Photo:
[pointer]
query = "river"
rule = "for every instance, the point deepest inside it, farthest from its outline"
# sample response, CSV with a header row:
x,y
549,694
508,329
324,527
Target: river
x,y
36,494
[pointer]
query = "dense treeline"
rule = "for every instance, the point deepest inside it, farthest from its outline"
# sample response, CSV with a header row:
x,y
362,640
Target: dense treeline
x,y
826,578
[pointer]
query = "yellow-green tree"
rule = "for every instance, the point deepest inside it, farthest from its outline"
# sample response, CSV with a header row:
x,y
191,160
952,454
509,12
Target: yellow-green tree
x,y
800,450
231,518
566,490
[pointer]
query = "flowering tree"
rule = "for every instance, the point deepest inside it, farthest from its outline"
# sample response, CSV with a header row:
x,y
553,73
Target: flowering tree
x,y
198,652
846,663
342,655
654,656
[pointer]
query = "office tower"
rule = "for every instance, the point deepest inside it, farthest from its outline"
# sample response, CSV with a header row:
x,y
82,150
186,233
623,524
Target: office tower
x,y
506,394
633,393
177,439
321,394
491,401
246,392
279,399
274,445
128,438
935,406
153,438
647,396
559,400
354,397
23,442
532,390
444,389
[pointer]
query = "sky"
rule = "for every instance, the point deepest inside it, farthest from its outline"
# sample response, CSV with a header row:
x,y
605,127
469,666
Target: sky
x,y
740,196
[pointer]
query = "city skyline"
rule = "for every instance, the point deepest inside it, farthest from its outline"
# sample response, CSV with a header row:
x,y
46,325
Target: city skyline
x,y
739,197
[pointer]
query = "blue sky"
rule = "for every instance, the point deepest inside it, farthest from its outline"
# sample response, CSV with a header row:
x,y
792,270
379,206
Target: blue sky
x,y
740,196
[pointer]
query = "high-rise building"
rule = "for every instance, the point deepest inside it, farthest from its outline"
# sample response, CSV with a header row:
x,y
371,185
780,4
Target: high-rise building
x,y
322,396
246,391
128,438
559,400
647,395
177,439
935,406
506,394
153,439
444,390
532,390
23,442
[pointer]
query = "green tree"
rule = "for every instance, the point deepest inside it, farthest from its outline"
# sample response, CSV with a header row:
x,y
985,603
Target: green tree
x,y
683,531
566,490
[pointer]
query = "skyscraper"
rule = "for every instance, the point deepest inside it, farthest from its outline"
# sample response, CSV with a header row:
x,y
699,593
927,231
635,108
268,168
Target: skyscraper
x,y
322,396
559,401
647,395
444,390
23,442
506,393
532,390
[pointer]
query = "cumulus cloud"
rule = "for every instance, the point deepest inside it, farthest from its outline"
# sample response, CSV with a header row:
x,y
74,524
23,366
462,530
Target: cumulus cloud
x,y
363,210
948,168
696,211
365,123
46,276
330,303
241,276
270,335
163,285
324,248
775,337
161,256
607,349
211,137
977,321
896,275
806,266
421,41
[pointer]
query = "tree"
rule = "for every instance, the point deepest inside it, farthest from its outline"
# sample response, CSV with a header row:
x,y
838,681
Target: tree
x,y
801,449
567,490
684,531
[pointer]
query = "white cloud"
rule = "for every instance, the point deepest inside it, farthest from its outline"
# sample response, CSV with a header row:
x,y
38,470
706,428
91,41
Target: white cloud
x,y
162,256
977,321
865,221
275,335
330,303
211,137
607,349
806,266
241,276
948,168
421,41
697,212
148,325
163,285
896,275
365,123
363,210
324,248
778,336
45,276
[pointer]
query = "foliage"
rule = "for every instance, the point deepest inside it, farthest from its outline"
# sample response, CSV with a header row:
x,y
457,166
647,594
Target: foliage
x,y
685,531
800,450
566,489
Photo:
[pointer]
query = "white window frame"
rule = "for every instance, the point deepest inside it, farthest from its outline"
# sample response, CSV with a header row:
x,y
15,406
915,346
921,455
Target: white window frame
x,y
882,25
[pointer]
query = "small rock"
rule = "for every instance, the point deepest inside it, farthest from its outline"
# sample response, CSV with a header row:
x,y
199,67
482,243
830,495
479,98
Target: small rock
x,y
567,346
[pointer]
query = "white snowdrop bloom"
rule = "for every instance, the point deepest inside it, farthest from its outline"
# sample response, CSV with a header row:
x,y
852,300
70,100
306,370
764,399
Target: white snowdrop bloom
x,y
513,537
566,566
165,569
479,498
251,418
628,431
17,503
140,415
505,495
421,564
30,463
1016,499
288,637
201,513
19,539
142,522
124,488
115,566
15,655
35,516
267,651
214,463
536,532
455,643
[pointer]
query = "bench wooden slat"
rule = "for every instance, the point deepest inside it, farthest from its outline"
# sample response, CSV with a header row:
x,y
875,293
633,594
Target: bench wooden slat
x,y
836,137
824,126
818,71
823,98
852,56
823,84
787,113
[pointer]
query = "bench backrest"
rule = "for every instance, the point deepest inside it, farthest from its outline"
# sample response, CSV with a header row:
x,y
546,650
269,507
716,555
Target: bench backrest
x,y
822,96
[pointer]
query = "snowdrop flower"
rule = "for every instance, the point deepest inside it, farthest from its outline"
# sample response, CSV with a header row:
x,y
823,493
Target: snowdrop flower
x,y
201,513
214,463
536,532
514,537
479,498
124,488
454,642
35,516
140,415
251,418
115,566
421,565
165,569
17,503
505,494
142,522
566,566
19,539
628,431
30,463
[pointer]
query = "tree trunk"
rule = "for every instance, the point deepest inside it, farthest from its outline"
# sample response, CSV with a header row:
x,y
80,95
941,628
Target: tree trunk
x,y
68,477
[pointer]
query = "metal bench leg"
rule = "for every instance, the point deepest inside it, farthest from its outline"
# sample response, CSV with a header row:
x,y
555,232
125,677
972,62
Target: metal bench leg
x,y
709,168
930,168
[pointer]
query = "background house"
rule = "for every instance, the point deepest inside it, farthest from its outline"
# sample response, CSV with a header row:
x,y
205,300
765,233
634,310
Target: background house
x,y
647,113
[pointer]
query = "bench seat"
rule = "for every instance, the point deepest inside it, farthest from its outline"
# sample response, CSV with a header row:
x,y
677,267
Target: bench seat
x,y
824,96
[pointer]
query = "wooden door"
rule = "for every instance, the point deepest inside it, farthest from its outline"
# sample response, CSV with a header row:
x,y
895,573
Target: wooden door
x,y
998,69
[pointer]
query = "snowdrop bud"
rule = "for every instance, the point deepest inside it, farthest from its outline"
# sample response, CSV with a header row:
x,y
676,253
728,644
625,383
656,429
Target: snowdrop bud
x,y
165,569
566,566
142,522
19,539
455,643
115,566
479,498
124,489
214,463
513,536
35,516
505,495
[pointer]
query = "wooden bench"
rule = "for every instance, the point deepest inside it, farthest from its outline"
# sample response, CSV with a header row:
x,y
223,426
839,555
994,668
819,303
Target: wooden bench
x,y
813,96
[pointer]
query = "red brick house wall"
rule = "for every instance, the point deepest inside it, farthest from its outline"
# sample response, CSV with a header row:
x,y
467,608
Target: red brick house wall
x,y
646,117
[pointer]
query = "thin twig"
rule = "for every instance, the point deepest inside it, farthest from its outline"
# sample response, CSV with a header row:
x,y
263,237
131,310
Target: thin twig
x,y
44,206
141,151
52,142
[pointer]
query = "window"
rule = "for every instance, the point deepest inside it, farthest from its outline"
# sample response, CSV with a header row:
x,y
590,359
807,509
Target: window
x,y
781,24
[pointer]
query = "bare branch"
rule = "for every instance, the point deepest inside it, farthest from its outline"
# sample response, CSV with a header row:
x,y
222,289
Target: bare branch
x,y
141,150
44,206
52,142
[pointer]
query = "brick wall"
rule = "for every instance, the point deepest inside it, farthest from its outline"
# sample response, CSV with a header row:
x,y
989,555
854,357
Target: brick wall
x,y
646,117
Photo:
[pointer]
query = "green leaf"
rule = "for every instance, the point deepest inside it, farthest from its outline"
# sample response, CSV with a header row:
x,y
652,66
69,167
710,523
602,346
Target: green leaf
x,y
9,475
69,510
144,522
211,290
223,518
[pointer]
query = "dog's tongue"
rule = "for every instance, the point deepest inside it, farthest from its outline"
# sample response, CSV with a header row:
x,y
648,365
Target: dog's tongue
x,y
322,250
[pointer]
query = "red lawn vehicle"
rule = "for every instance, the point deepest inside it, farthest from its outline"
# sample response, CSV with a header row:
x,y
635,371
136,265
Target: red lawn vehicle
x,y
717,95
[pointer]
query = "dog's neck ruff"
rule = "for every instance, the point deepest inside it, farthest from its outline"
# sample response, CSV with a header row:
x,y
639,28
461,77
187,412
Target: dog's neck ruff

======

▸ The exercise:
Report every line in the entries above that contains the string "door", copying each line in full.

▸ Complete response:
query = "wooden door"
Target: wooden door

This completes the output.